● **GOAL OF THE EXERCISE**: Whatever appears in the records should be given again exactly, down to the last mark.

-- RECORDS FOR THE EXERCISE follows --

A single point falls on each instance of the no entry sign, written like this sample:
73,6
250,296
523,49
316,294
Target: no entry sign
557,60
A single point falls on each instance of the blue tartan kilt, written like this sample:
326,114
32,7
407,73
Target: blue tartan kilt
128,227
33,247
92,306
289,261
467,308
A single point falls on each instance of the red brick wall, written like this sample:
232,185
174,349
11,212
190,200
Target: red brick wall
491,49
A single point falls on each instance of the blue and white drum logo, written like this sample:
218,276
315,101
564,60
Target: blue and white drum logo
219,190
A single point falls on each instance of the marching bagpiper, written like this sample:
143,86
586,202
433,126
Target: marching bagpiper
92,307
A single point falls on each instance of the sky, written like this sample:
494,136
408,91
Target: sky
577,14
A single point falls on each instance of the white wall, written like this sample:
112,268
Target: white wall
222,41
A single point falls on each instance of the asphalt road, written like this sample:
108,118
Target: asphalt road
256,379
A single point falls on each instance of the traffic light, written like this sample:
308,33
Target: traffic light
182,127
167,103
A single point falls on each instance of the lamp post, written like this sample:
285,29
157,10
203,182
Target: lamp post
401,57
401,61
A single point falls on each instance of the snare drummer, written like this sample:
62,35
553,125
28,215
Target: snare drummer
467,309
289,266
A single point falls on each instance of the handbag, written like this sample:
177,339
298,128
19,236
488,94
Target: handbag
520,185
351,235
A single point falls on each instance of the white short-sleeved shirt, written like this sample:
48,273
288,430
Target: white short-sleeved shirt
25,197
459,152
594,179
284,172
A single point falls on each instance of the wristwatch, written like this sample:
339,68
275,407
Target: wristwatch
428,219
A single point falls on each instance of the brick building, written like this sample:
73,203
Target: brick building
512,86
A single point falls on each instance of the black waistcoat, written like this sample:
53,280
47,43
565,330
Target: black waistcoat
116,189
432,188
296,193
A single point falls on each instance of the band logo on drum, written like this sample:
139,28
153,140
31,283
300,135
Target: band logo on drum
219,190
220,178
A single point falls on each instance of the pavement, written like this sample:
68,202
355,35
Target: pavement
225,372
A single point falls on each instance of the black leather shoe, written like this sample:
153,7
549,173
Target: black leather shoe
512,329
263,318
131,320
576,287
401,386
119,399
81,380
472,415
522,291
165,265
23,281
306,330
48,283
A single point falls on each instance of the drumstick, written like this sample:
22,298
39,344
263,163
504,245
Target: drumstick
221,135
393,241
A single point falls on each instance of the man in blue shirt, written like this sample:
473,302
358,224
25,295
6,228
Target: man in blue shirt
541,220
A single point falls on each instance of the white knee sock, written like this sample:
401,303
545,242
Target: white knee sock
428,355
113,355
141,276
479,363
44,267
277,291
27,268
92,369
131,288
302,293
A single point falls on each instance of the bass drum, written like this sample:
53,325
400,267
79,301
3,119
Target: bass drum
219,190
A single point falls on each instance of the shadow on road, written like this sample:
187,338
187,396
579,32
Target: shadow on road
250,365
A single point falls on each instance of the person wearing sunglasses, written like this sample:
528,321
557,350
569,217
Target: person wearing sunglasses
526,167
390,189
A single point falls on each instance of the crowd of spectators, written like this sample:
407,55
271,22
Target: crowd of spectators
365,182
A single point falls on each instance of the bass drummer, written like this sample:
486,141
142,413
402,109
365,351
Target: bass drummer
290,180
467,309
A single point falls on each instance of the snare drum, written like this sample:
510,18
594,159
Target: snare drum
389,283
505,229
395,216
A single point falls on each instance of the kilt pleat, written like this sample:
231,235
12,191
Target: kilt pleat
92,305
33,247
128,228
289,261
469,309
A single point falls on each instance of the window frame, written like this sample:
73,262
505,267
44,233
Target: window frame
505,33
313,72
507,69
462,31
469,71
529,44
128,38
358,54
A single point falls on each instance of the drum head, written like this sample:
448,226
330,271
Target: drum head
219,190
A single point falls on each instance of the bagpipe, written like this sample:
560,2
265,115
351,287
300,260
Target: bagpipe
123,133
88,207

-- RECORDS FOR THE EXERCISE concluded --

● **OUTPUT FOR THIS EXERCISE**:
A single point falls on each instance of the no entry sign, written like this sample:
73,6
250,296
523,49
316,294
Target: no entry sign
557,60
A single point falls on each instance of the blue tartan kilt, written like this sample:
326,114
32,7
407,73
Target: blue tartan kilt
128,227
33,247
92,306
289,261
467,308
A single point falls on each instance of the red brick wall, written like this sample:
232,185
174,349
11,212
190,200
Target: red brick wall
491,49
A single point falls on each instance of the blue and white drum logo, written like this sample:
218,276
315,101
564,60
Target: blue and white drum logo
219,190
A single point falls on each instance of the marching bagpiper, written like this sample:
143,86
586,202
433,126
Target: marching bagpiper
92,307
A single point falls on each instance of the sky, written like this sample:
494,136
408,91
Target: sky
577,14
A single point falls on each instance of the white wall, written like this sample:
112,268
Target: white wall
222,41
A single point falls on each instance of the asphalt road, written like this sample:
108,118
Target: asphalt road
256,379
A single point falls on each instance of the traffic light, written like this sample:
308,33
Target: traffic light
182,127
167,103
A single point falls on each instance of the lamp post, written like this sample:
285,29
157,10
203,182
Target: lamp post
401,57
401,61
A single point falls on each instance of the snare drummer, written like this sample:
62,35
553,125
28,215
Target: snare drummer
467,309
289,266
A single point falls on each instance of the handbag, written like this sample:
177,339
298,128
19,236
488,94
Target: handbag
520,185
351,235
A single point falls on each instance of the white short-sleeved shirt, written like this sample:
48,273
288,430
Target: white short-sleeved shirt
25,197
459,152
594,179
284,172
A single point falls on each instance of the wristwatch, written like this sample:
339,68
275,407
Target: wristwatch
428,219
A single point falls on each instance of the brick building, written like this sample:
73,203
Target: brick building
512,86
A single point falls on each instance of the black waistcoat, written like this sample:
53,280
47,43
565,330
Target: black waistcoat
116,189
432,188
296,193
A single point falls on each instance of the band logo on drum, written like this sample:
139,28
153,140
31,283
300,135
Target: band logo on drum
219,190
220,178
A single point falls on each instance of the pavement, written like this sample:
68,202
355,35
Target: pavement
225,372
A single point falls on each instance of the black leather shoe, written like this sample:
153,7
549,173
Target: black leather shoe
512,329
263,318
131,320
576,287
401,386
119,399
81,380
472,415
522,291
165,265
23,281
306,330
48,283
A single point falls on each instance of the drumstick, written like this sample:
22,298
39,344
263,163
504,245
Target: drumstick
221,135
393,241
A single point falls on each instance of the man in blue shirt, written like this sample:
473,302
358,224
25,295
6,228
Target: man in blue shirt
541,220
A single point falls on each instance of the white knee sock, written like this sample:
401,303
545,242
Target: white knee sock
428,355
113,355
141,276
479,363
44,267
277,291
27,268
92,369
131,288
302,293
A single point falls on each instance of the bass drum, written like this sample:
53,325
400,267
79,301
3,119
Target: bass drum
219,190
A single point falls on each instance of the shadow on road, written like this sample:
187,338
187,396
579,32
Target: shadow on road
250,365
A single point falls on each instance of the person wearing sunglasses, written like this sample:
528,321
557,350
569,217
Target: person wearing sunglasses
526,167
390,189
A single point falls on each instance of the crowd of spectators, written like this sample:
407,55
271,22
Target: crowd of spectators
365,182
A single point falls on each instance of the bass drummer, written like this sample:
486,141
142,413
402,109
365,351
Target: bass drummer
290,180
467,309
A single point falls on each instance of the snare drum, written like this sample:
510,18
594,159
Target: snare drum
389,283
505,229
395,216
A single point falls on each instance of the kilt pleat, written like this sample:
231,235
12,191
Target: kilt pleat
92,305
33,247
128,228
289,261
469,309
A single point falls on each instance of the window frame, written like this sample:
73,262
505,267
44,233
Target: window frame
505,33
313,72
507,69
462,31
469,71
529,44
128,38
358,54
A single point falls on each instance of the drum head, written like this sample:
448,226
330,271
Target: drum head
219,190
A single point falls on each instance of the bagpipe, written like this sample:
560,2
265,115
351,287
300,260
Target: bagpipe
123,133
88,207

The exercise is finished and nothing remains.